* start *

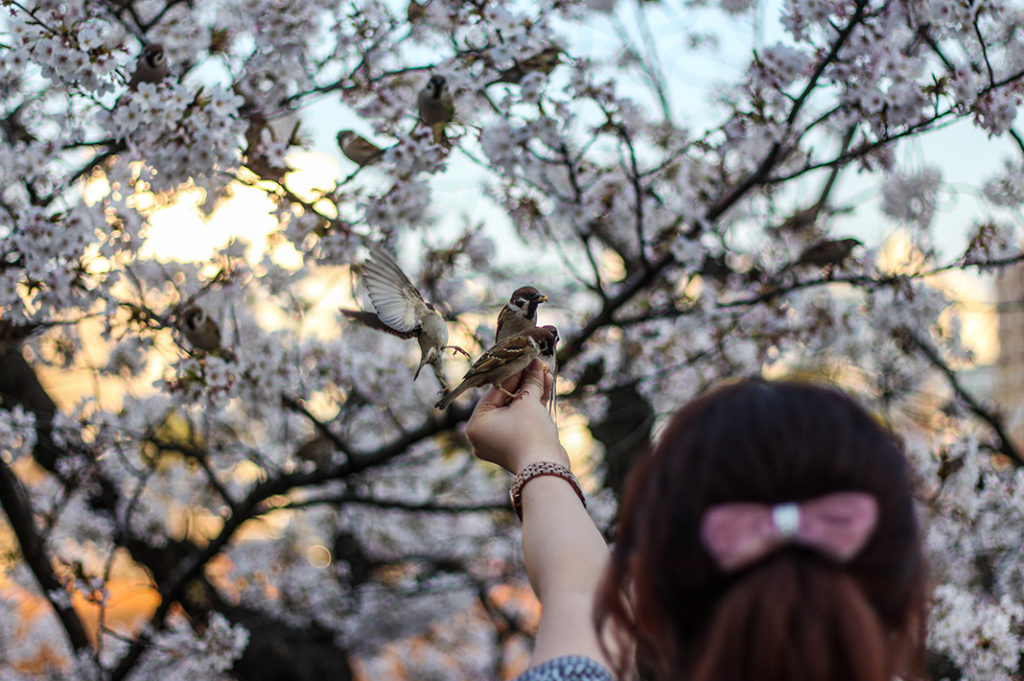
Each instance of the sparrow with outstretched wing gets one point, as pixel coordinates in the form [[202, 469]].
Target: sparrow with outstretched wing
[[401, 311]]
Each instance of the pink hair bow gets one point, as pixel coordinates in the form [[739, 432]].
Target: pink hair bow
[[837, 524]]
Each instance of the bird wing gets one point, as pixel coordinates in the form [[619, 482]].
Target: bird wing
[[374, 322], [397, 302]]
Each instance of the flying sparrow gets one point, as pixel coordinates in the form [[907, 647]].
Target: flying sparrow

* end *

**Instructions to follow:** Reproduce the records above verbatim, leaving out the pictures.

**Result of the exercise:**
Each instance of the sparrow with outstretched wing gets one point, as pixel coordinates in the form [[202, 469]].
Target: sparrow with outstretched wing
[[401, 311]]
Each instance of the pink hair bow gets one point, as pixel coordinates in the form [[739, 432]].
Target: pink hair bow
[[837, 524]]
Each instance of the bird wing gets one point, as pixel coordinates in the form [[619, 482]].
Target: bird wing
[[374, 322], [397, 302]]
Each instance of the flying sparrow gets one point, as pixel coordinates in the form [[907, 647]].
Target: flying sparrow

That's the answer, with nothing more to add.